**About this task**
Could you output the entries that follow exactly, omitting any pictures they contain?
START Supplied entries
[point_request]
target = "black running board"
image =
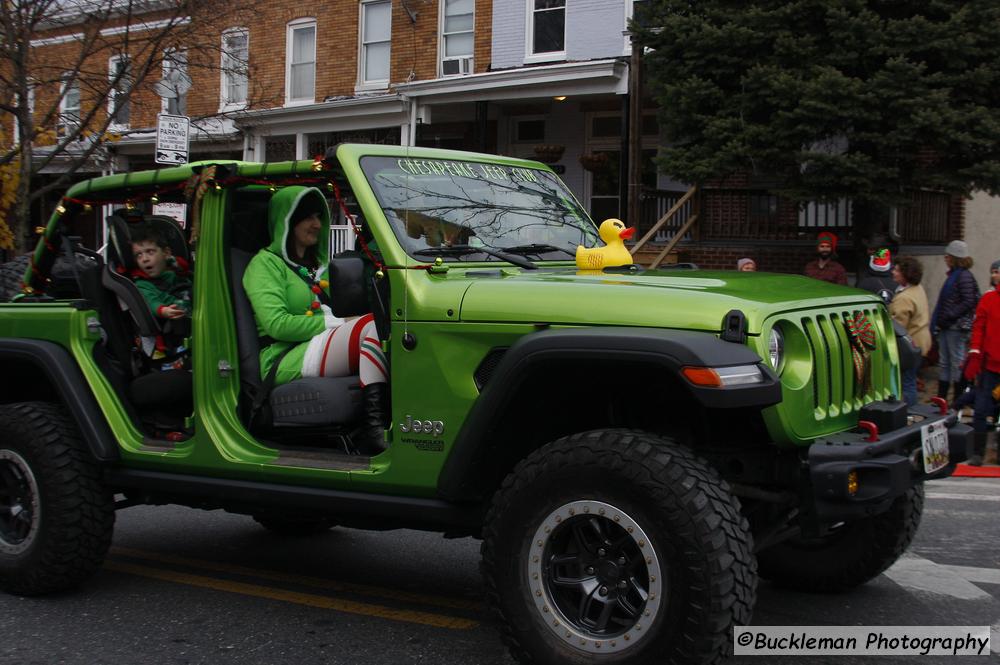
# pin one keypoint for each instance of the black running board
(356, 509)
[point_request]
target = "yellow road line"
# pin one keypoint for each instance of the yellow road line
(309, 599)
(316, 582)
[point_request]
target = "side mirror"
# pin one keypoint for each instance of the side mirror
(348, 292)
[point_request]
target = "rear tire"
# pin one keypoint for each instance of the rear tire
(618, 547)
(56, 518)
(853, 554)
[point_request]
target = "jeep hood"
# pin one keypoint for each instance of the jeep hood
(690, 300)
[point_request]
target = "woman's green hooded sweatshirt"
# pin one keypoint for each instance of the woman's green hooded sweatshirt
(279, 295)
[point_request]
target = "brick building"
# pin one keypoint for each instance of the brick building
(549, 79)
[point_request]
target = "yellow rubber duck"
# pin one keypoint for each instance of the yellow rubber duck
(614, 234)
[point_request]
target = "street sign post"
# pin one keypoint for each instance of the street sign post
(172, 139)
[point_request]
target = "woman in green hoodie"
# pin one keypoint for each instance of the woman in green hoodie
(289, 294)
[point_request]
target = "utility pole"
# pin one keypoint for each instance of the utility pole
(633, 206)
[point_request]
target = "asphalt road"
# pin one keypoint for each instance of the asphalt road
(185, 586)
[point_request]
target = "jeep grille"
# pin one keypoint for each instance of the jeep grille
(835, 386)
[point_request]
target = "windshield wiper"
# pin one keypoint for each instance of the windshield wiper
(460, 250)
(537, 248)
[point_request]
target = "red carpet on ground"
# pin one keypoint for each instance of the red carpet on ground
(977, 471)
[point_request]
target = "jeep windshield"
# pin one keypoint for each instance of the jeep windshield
(450, 208)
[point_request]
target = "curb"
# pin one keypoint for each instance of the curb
(966, 471)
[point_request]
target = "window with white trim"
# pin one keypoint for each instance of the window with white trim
(235, 68)
(631, 7)
(119, 90)
(69, 106)
(546, 30)
(176, 82)
(300, 72)
(457, 36)
(31, 112)
(376, 32)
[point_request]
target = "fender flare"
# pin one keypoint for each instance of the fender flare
(59, 368)
(668, 350)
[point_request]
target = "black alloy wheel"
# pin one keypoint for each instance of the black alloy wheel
(597, 574)
(19, 509)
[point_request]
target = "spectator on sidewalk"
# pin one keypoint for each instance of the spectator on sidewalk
(909, 307)
(952, 317)
(825, 266)
(983, 366)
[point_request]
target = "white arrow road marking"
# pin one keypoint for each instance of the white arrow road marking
(963, 497)
(963, 483)
(914, 572)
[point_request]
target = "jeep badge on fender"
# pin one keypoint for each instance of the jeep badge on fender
(435, 427)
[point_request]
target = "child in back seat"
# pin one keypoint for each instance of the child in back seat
(163, 280)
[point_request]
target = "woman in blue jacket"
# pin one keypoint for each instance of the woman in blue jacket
(951, 321)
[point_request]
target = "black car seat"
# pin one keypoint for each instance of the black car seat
(308, 402)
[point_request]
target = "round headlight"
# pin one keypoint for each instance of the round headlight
(776, 348)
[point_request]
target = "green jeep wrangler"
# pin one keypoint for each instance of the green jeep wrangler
(634, 448)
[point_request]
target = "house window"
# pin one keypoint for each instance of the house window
(235, 68)
(457, 36)
(69, 106)
(603, 185)
(634, 9)
(174, 85)
(301, 58)
(546, 29)
(31, 113)
(279, 148)
(120, 87)
(376, 30)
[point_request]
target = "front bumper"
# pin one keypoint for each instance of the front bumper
(886, 468)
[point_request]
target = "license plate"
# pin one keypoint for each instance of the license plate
(934, 438)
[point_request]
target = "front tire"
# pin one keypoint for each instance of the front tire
(618, 545)
(850, 555)
(56, 518)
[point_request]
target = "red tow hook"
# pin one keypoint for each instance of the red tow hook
(869, 427)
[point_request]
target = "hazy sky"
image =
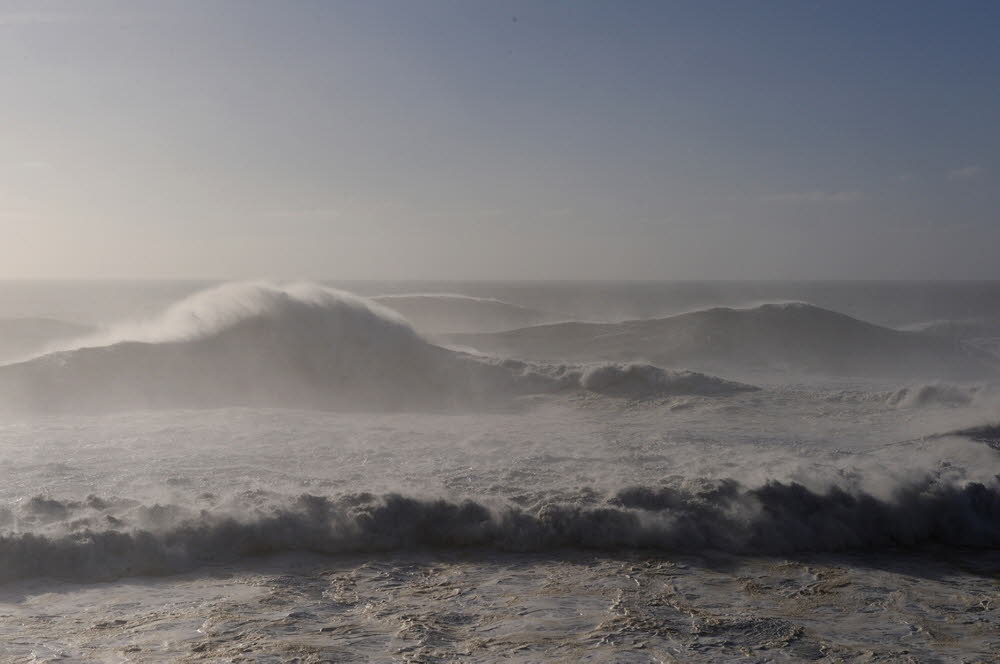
END Supplied entries
**Solution**
[point_request]
target = "black running board"
image =
# pin one keypoint for each instance of the black running board
(356, 509)
[point_request]
target = "yellow road line"
# pin one keypoint for each instance of the yellow road line
(309, 599)
(316, 582)
[point_request]
target = "side mirror"
# pin one keypoint for each instance of the side mirror
(348, 292)
[point_request]
target = "rear tire"
# pin one keypoint for each instance of the rear tire
(618, 547)
(56, 518)
(853, 554)
[point_request]
target = "jeep hood"
# pin one keypoint for each instance of the jeep hood
(690, 300)
[point_request]
target = "woman's green hooded sweatshirt"
# pin one keypoint for each instance of the woman's green hooded sweatshirt
(279, 295)
[point_request]
target = "brick building"
# pin one keypoint for each instance of the brick building
(549, 79)
[point_request]
target = "yellow rubber duck"
# pin one keypoint for each instance of the yellow rubber duck
(614, 234)
[point_request]
target = "street sign post"
# pin one keypoint for each instance of the street sign post
(172, 139)
[point_request]
target = "woman in green hoodie"
# pin one keypoint for each instance of the woman in green hoodie
(289, 294)
[point_request]
target = "utility pole"
# pin one keypoint for each instance of the utility pole
(633, 206)
[point_request]
target = "asphalt road"
# pin one keypoint for each instance of the asphalt road
(185, 586)
[point_request]
target = "jeep grille"
# pin one keypoint for each instance of the jeep grille
(835, 386)
[point_request]
target = "windshield wiper"
# pin one keypoint for each instance of the windshield wiper
(460, 250)
(537, 248)
[point_request]
target = "red carpet on ground"
# pin one keypoint for each instance of the red carpet on ground
(977, 471)
[point_request]
target = "jeep windshield"
# pin one keypoint for each instance of the jeep windshield
(450, 208)
[point_request]
target = "curb"
# pin one keypoint for each instance of the curb
(966, 471)
[point_request]
target = "window with white trim"
# pin one keypoint for each instance of the window with white trim
(235, 68)
(631, 7)
(119, 90)
(69, 106)
(546, 30)
(176, 82)
(300, 72)
(457, 36)
(31, 112)
(376, 32)
[point_request]
target = "fender flare"
# pin one keypoint for each instance of the fender flare
(59, 368)
(668, 350)
[point_request]
target = "black alloy wheel"
# pin one keypoint for each instance of the black alloy wheel
(597, 574)
(19, 509)
[point_request]
target = "spectator on sidewalk"
# pin one keypoint for each instance of the spectator on sidewalk
(909, 307)
(952, 317)
(825, 266)
(983, 366)
[point_request]
target = "white arrow road marking"
# pin one keypoint for each instance of the white arrow road marking
(963, 497)
(963, 483)
(914, 572)
[point_request]
target = "jeep badge on fender"
# pin one keypoint for each instance of the jeep badge on fender
(435, 427)
[point_request]
target = "child in back seat"
# pin one keypoint for each instance of the child in back seat
(163, 280)
[point_request]
target = "woman in blue jacket"
# pin one keypoint for each instance of the woman in blue jacket
(951, 321)
[point_request]
target = "black car seat"
# pin one keypoint for each instance of the black car seat
(308, 402)
[point_request]
target = "round headlight"
# pin one keypoint for each instance of the round headlight
(776, 348)
[point_request]
target = "green jeep wrangler"
# pin one keypoint for each instance of the green jeep wrangler
(634, 448)
[point_request]
target = "house window"
# pin one keypoint for each instance of the house window
(235, 68)
(457, 36)
(69, 106)
(603, 185)
(634, 9)
(174, 85)
(301, 58)
(546, 29)
(31, 113)
(279, 148)
(120, 87)
(376, 30)
[point_request]
target = "front bumper"
# pin one keypoint for each instance of the front bumper
(886, 468)
[point_request]
target = "license plate"
# pin one keypoint for each instance of the license plate
(934, 438)
[point_request]
target = "front tire"
# pin one keypoint for each instance of the front tire
(618, 545)
(850, 555)
(56, 518)
[point_request]
target = "red tow hook"
# pin one keypoint for each instance of the red tow hook
(869, 427)
[point_request]
target = "hazy sky"
image =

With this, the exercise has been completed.